*To be done*. Please convert every line of the items below into a JSON list of strings, one string per line, with blank lines left out.

** start of Records supplied **

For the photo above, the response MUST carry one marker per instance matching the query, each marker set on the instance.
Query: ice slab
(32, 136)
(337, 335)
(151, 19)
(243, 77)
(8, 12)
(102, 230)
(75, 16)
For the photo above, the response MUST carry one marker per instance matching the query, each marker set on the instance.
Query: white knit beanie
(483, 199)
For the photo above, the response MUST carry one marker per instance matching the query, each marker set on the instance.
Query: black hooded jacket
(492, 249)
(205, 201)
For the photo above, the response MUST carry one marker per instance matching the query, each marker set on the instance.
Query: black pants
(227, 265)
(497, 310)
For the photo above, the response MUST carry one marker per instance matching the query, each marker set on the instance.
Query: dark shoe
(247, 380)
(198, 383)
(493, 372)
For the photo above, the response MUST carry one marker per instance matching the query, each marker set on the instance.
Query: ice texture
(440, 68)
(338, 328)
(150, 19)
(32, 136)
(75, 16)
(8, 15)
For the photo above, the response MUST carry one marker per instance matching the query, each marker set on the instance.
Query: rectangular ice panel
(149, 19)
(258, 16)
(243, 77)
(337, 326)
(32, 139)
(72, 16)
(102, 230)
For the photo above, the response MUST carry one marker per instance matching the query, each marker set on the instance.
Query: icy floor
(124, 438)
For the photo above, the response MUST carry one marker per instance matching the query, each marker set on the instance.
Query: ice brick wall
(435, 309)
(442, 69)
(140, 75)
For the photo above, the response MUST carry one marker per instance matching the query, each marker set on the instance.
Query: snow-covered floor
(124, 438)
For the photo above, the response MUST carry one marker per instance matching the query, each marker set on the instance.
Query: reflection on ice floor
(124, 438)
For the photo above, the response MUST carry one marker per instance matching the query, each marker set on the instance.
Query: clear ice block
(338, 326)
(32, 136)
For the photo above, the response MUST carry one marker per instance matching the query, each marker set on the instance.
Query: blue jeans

** end of Records supplied **

*Problem solution*.
[
  "For the photo above, the response MUST carry one marker per instance matching the query, each marker set on the instance.",
  "Query: ice slab",
  "(32, 136)",
  "(337, 335)",
  "(151, 19)",
  "(243, 77)",
  "(8, 12)",
  "(102, 230)",
  "(75, 16)",
  "For the photo above, the response MUST carry one marker per instance matching the query, each marker set on the instance.",
  "Query: white knit beanie",
  "(483, 199)",
  "For the photo above, the response MUST carry one marker per instance matching the query, each marker set on the instance.",
  "Query: black hooded jacket",
  "(492, 249)",
  "(205, 201)",
  "For the photo above, the response MUST carry one marker per instance matching the query, each marker set on the instance.",
  "Query: black pants",
  "(227, 265)",
  "(497, 310)",
  "For the photo above, the response MUST carry one marker per instance matching the query, each marker set on the instance.",
  "Query: dark shoe",
  "(247, 380)",
  "(198, 383)",
  "(493, 372)",
  "For the photo above, the response MUST carry one marker per instance matching the query, each marker set on the instance.",
  "Query: ice texture",
  "(440, 68)",
  "(338, 328)",
  "(150, 19)",
  "(32, 136)",
  "(75, 16)",
  "(8, 15)",
  "For the photo above, the response MUST carry one marker per instance matching the query, each marker set on the instance.",
  "Query: rectangular ice panel",
  "(149, 19)",
  "(258, 16)",
  "(243, 77)",
  "(337, 326)",
  "(32, 139)",
  "(72, 16)",
  "(102, 230)",
  "For the photo above, the response MUST carry one marker per instance matching the query, each marker set on the instance.",
  "Query: icy floor",
  "(124, 438)",
  "For the photo above, the response MUST carry one marker per instance matching the query, each marker set on the instance.",
  "Query: ice brick wall",
  "(435, 309)",
  "(442, 69)",
  "(140, 75)",
  "For the photo above, the response MUST carry one marker per instance matching the query, each marker set on the instance.",
  "Query: snow-covered floor",
  "(124, 438)",
  "For the photo above, the response MUST carry one marker per instance matching the query, each marker set on the instance.",
  "Query: reflection on ice floor",
  "(124, 438)",
  "For the photo above, the response MUST carry one marker per instance matching the query, each marker set on the instance.",
  "Query: clear ice block",
  "(338, 326)",
  "(32, 136)",
  "For the photo above, the response MUST carry one marker per instance matching the query, each marker set on the instance.",
  "Query: blue jeans"
]